* [ACTIVITY]: Update the items from their start up to and including the line with "box: [128, 26, 343, 292]" by replacing "rough mask" with "coarse mask", keeping everything else the same. Leave the pictures out of the answer.

Items from a collection
■ ■ ■ ■
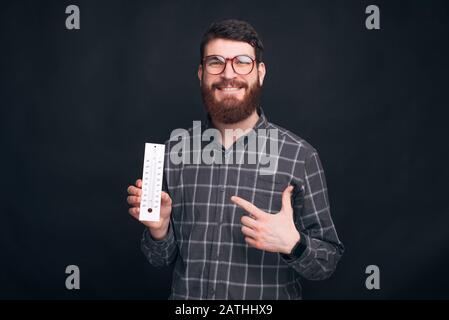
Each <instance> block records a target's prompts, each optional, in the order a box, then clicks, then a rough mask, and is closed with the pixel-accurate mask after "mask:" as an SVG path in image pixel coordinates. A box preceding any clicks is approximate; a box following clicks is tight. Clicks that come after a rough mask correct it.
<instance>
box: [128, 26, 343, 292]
mask: <svg viewBox="0 0 449 320" xmlns="http://www.w3.org/2000/svg"><path fill="white" fill-rule="evenodd" d="M262 52H263V45H262V42H261V41H260V39H259V37H258V35H257V33H256V32H255V30H254V29H253V28H252V27H251V26H250V25H249V24H248V23H246V22H243V21H236V20H225V21H220V22H217V23H213V24H212V25H211V26H210V28H209V29H208V30H207V32H206V33H205V34H204V36H203V40H202V43H201V60H200V65H199V68H198V78H199V82H200V86H201V92H202V97H203V101H204V105H205V107H206V110H207V121H206V123H205V124H204V125H203V126H202V127H201V129H202V130H207V129H214V130H217V131H218V132H219V133H220V135H219V140H218V141H219V143H211V144H209V145H208V148H210V149H209V150H210V151H212V153H213V155H214V159H215V160H217V159H218V160H221V161H215V162H213V163H205V161H200V162H199V163H198V162H197V163H193V164H192V163H191V162H187V163H173V161H171V156H172V155H173V154H174V153H175V152H172V151H173V150H174V149H175V144H176V143H179V142H178V141H175V140H176V139H170V140H169V141H167V142H166V157H165V168H164V186H163V192H162V196H161V213H160V221H158V222H148V221H142V223H143V224H144V225H145V226H146V228H145V231H144V234H143V238H142V251H143V253H144V254H145V256H146V257H147V259H148V261H149V262H150V263H151V264H152V265H154V266H164V265H170V264H172V263H175V267H174V274H173V281H172V292H171V295H170V297H169V299H301V298H302V293H301V285H300V279H301V277H302V278H306V279H310V280H321V279H325V278H328V277H329V276H330V275H331V274H332V273H333V271H334V270H335V268H336V266H337V263H338V261H339V259H340V257H341V255H342V254H343V251H344V248H343V245H342V243H341V242H340V240H339V239H338V236H337V233H336V230H335V227H334V224H333V222H332V219H331V215H330V210H329V200H328V195H327V187H326V181H325V177H324V172H323V169H322V166H321V162H320V159H319V157H318V153H317V151H316V150H315V149H314V148H313V147H312V146H311V145H310V144H308V143H307V142H306V141H304V140H303V139H301V138H300V137H298V136H297V135H295V134H293V133H291V132H290V131H288V130H286V129H283V128H281V127H279V126H276V125H274V124H272V123H270V122H268V121H267V118H266V116H265V114H264V111H263V110H262V108H261V107H260V105H259V96H260V91H261V88H262V85H263V81H264V77H265V74H266V69H265V64H264V63H263V62H262ZM196 129H198V128H196ZM229 129H237V131H236V132H237V133H236V134H235V135H231V136H229V135H227V134H226V132H225V131H226V130H229ZM265 129H267V130H273V132H275V133H276V136H274V137H271V136H270V137H269V138H268V139H267V138H266V136H265V140H264V141H265V142H266V141H268V140H270V141H274V142H275V143H276V145H274V146H275V147H278V148H277V149H276V148H275V150H277V154H275V155H274V156H273V158H272V159H275V160H276V164H275V168H276V169H275V170H274V171H271V173H270V174H267V172H263V170H262V169H263V168H262V165H261V161H256V162H255V163H254V162H250V161H236V160H234V161H231V159H234V157H235V158H237V157H238V155H239V154H238V153H237V152H236V151H235V150H234V149H235V148H234V147H236V146H237V145H240V146H243V149H242V150H243V153H240V155H242V154H243V155H248V154H249V153H250V150H251V149H250V147H249V146H248V144H249V143H250V142H251V141H255V140H257V139H252V138H254V137H257V138H259V136H260V134H259V131H258V130H265ZM194 131H195V128H190V129H189V131H188V133H189V137H187V139H191V140H192V141H193V139H194V138H195V137H191V134H192V132H194ZM262 140H263V139H262ZM184 142H185V141H184ZM184 146H185V144H184ZM200 148H201V149H200V150H196V151H204V150H205V148H206V147H205V143H204V141H202V142H201V146H200ZM242 150H240V151H242ZM193 151H195V150H193ZM185 152H186V151H185ZM190 153H192V152H190ZM193 153H194V152H193ZM200 153H201V152H199V153H198V152H197V154H200ZM190 155H191V154H189V156H190ZM240 160H241V158H240ZM141 185H142V182H141V180H140V179H139V180H137V181H136V185H135V186H129V187H128V193H129V196H128V198H127V201H128V203H129V204H130V206H131V208H130V209H129V212H130V214H131V215H132V216H133V217H134V218H136V219H138V216H139V206H140V196H141Z"/></svg>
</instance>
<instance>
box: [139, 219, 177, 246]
mask: <svg viewBox="0 0 449 320" xmlns="http://www.w3.org/2000/svg"><path fill="white" fill-rule="evenodd" d="M173 238H174V235H173V230H172V227H171V222H170V224H169V225H168V230H167V234H166V236H165V238H162V239H159V240H156V239H154V238H153V237H152V236H151V233H150V229H148V228H145V230H144V232H143V240H144V243H145V244H147V245H152V246H156V247H160V248H165V247H168V245H170V243H172V242H173Z"/></svg>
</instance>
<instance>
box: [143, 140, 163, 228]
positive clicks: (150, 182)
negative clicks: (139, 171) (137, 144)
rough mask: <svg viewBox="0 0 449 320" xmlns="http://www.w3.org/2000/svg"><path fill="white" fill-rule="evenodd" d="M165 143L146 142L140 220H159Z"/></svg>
mask: <svg viewBox="0 0 449 320" xmlns="http://www.w3.org/2000/svg"><path fill="white" fill-rule="evenodd" d="M164 155H165V145H164V144H157V143H145V157H144V160H143V175H142V197H141V202H140V213H139V220H141V221H159V216H160V210H161V191H162V175H163V170H164Z"/></svg>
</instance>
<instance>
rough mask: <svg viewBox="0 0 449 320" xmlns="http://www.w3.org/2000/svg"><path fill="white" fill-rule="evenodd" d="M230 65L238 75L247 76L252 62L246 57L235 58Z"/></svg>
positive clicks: (250, 68)
mask: <svg viewBox="0 0 449 320" xmlns="http://www.w3.org/2000/svg"><path fill="white" fill-rule="evenodd" d="M232 64H233V67H234V70H235V72H237V73H238V74H248V73H250V72H251V71H252V70H253V64H254V61H253V59H251V58H250V57H248V56H237V57H235V58H234V60H233V61H232Z"/></svg>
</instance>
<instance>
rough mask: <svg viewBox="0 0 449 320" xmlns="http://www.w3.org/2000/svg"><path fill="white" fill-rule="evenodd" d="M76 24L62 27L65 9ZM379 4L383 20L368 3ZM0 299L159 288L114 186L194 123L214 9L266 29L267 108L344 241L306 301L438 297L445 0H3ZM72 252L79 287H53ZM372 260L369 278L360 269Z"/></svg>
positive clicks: (200, 113) (158, 283)
mask: <svg viewBox="0 0 449 320" xmlns="http://www.w3.org/2000/svg"><path fill="white" fill-rule="evenodd" d="M70 4H76V5H78V6H79V7H80V11H81V29H80V30H71V31H70V30H67V29H66V28H65V19H66V17H67V14H65V8H66V6H68V5H70ZM370 4H375V5H378V6H379V8H380V22H381V29H380V30H367V29H366V28H365V19H366V17H367V15H366V14H365V8H366V7H367V6H368V5H370ZM0 7H1V17H0V23H1V51H0V52H1V62H0V63H1V100H0V101H1V102H0V103H1V146H2V147H1V163H2V179H1V180H2V183H1V188H2V190H1V195H2V201H1V203H0V208H1V217H0V298H7V299H10V298H44V299H46V298H63V299H72V298H139V299H140V298H144V299H153V298H157V299H165V298H167V296H168V294H169V289H170V281H171V269H170V268H165V269H156V268H153V267H151V266H150V265H149V264H148V263H147V262H146V260H145V258H144V256H143V255H142V254H141V252H140V250H139V243H140V237H141V232H142V230H143V227H142V226H141V225H140V224H139V223H138V222H137V221H135V220H133V219H132V218H131V217H130V216H129V215H128V212H127V209H128V206H127V204H126V188H127V186H128V185H129V184H130V183H133V182H134V180H135V179H136V178H138V177H140V175H141V171H142V169H141V166H142V161H143V150H144V143H145V142H160V143H162V142H164V141H165V140H166V139H167V138H168V137H169V135H170V132H171V130H172V129H175V128H179V127H188V126H190V125H192V121H193V120H201V119H203V107H202V103H201V97H200V91H199V85H198V81H197V78H196V70H197V64H198V58H199V42H200V38H201V35H202V33H203V32H204V31H205V29H206V28H207V26H208V25H209V24H210V23H211V22H212V21H213V20H216V19H221V18H238V19H244V20H247V21H249V22H250V23H251V24H253V26H254V27H255V28H256V30H257V31H258V33H259V34H260V36H261V37H262V40H263V42H264V45H265V48H266V52H265V62H266V64H267V70H268V73H267V77H266V81H265V85H264V95H263V101H262V106H263V108H264V110H265V112H266V115H267V117H268V119H269V120H270V121H272V122H274V123H276V124H279V125H281V126H283V127H286V128H288V129H290V130H291V131H293V132H295V133H297V134H298V135H300V136H301V137H303V138H304V139H306V140H307V141H309V142H310V143H311V144H312V145H313V146H314V147H315V148H316V149H317V150H318V151H319V154H320V157H321V160H322V162H323V165H324V168H325V172H326V177H327V182H328V187H329V196H330V200H331V209H332V215H333V219H334V222H335V224H336V226H337V231H338V232H339V236H340V238H341V239H342V241H343V242H344V244H345V246H346V253H345V255H344V257H343V259H342V261H341V262H340V264H339V266H338V268H337V270H336V272H335V273H334V275H333V276H332V278H331V279H329V280H326V281H322V282H309V281H304V298H306V299H313V298H325V299H328V298H330V299H348V298H350V299H359V298H362V299H392V298H393V299H398V298H449V268H448V263H449V232H448V231H447V230H448V226H449V215H448V214H449V206H448V201H447V199H448V192H447V191H448V188H447V187H446V181H447V180H448V178H449V174H448V170H447V167H446V166H447V163H448V160H449V152H448V146H447V137H448V133H449V132H448V129H447V128H446V123H447V119H448V117H447V116H448V112H447V111H446V109H447V107H448V102H449V99H448V97H447V94H448V89H449V86H448V84H449V81H448V72H449V59H448V56H449V47H448V43H449V37H448V35H449V5H448V4H447V2H446V1H369V2H368V1H355V0H354V1H330V0H329V1H316V0H314V1H312V0H311V1H294V2H285V1H251V2H245V1H195V2H187V1H178V2H167V1H160V2H156V1H154V2H149V1H117V0H108V1H80V0H75V1H8V2H6V1H3V2H2V3H1V4H0ZM70 264H75V265H78V266H79V268H80V270H81V289H80V290H72V291H69V290H67V289H66V288H65V278H66V276H67V275H66V274H65V267H66V266H67V265H70ZM371 264H375V265H378V266H379V268H380V285H381V288H380V290H371V291H369V290H367V289H366V288H365V278H366V277H367V275H366V274H365V268H366V266H368V265H371Z"/></svg>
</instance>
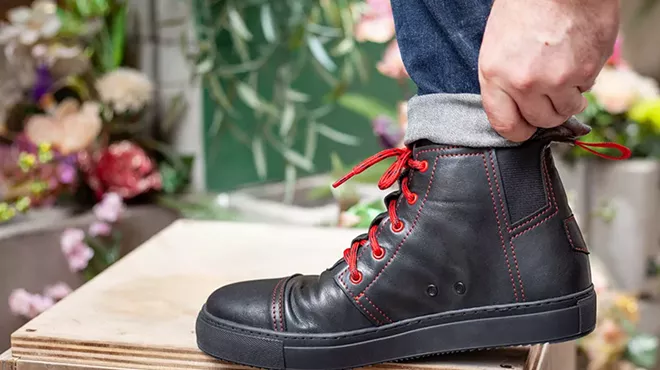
■ ■ ■ ■
* [ANSWER BOX]:
Each <instance> block records a target's prompts, each optional, in the order a box, then clicks, then a coarse mask, and is closed with the pixel-accurate mask after "mask:" as an SVG path in image pixel coordinates. A box preceding any clicks is approximate; a box following clicks is tight. Clicks that come after a coarse mask correct it.
<instance>
box: [128, 26, 343, 292]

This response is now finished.